- **Your assignment**: Count the lines in the records below that contain the word "sleeve", and give that figure alone.

■ ■ ■

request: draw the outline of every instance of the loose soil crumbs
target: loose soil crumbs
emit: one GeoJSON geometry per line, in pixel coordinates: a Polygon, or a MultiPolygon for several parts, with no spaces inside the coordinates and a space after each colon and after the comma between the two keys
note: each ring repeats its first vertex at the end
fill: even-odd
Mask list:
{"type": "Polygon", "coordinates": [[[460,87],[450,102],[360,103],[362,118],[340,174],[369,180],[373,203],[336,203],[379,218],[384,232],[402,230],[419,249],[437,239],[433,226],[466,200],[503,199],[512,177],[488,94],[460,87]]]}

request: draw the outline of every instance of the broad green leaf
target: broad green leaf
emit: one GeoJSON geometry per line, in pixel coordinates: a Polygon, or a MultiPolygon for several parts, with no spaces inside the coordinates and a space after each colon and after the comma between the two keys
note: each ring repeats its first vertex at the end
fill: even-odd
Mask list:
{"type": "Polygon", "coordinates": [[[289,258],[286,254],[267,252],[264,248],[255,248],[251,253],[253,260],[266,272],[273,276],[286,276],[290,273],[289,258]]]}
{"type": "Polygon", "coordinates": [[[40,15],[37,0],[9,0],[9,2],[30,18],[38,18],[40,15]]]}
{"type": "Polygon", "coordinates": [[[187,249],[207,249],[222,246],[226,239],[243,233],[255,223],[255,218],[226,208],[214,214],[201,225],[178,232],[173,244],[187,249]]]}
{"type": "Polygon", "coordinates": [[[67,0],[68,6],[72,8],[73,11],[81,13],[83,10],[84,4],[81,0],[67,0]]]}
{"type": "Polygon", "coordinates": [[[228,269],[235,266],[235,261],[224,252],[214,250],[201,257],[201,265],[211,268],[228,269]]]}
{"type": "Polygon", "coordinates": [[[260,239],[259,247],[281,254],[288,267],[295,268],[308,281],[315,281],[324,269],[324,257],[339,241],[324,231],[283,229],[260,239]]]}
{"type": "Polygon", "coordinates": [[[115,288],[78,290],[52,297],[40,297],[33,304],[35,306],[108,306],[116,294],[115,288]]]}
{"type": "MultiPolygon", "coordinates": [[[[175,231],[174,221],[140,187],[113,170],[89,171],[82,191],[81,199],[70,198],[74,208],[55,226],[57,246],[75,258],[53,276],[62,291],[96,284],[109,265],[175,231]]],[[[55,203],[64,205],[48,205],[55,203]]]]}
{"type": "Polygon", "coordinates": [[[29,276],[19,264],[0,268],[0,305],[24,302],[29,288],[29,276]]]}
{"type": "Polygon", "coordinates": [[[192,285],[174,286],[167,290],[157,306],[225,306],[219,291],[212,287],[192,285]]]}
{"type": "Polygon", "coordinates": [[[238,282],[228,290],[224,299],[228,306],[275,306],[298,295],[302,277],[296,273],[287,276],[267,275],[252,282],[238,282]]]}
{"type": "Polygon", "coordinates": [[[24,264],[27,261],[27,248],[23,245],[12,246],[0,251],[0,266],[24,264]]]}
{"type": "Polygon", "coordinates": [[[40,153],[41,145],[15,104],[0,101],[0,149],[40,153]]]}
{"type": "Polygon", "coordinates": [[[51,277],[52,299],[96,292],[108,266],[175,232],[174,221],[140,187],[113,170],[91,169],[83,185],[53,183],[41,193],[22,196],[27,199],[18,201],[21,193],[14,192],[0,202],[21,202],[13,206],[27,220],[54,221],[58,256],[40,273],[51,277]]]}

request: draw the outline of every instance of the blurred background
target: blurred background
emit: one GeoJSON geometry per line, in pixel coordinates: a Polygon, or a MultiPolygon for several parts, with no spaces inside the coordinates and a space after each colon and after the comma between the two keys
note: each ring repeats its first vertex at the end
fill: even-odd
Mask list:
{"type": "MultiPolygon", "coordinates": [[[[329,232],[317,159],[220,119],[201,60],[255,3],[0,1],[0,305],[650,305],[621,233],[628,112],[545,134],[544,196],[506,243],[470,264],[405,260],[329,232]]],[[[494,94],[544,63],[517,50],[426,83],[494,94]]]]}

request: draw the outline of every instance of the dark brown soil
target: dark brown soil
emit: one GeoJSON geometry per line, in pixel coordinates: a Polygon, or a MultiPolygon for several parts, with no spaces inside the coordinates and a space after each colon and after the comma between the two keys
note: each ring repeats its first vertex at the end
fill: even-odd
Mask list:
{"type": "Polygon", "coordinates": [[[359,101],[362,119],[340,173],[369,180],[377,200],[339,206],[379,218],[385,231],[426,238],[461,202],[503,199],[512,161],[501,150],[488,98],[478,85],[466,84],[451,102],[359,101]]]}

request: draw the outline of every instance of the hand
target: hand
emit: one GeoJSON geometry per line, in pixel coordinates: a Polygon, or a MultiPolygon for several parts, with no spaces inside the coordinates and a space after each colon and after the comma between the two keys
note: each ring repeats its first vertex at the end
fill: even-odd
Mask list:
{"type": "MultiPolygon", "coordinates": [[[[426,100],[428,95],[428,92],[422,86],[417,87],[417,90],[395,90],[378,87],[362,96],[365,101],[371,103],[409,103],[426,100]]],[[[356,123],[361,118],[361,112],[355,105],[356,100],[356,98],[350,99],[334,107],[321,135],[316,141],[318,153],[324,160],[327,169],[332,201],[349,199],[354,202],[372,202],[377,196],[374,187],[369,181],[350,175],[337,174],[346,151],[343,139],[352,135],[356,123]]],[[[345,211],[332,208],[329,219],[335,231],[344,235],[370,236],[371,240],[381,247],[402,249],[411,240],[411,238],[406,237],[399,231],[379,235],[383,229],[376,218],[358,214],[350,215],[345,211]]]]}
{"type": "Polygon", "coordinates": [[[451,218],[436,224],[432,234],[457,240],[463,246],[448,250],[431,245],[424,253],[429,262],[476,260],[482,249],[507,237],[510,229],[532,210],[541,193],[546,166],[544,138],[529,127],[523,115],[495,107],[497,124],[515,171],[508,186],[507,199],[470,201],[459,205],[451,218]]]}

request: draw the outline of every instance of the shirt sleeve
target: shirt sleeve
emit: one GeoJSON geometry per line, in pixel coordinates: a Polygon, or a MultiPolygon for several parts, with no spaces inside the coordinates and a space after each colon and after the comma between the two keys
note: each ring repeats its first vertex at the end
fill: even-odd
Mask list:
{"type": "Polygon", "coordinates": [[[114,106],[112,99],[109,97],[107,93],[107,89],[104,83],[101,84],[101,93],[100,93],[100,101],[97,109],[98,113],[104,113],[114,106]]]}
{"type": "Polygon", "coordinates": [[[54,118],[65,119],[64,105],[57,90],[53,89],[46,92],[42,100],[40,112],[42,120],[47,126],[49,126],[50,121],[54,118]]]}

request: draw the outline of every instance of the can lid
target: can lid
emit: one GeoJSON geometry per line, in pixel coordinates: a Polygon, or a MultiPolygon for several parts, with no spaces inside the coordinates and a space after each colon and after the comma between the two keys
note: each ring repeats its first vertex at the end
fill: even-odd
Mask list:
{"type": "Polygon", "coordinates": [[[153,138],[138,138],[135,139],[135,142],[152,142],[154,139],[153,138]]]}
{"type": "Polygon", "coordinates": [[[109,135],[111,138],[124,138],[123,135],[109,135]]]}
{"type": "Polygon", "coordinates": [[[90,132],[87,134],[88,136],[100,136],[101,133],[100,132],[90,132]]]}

■ ■ ■

- **Reply to the exercise**: 2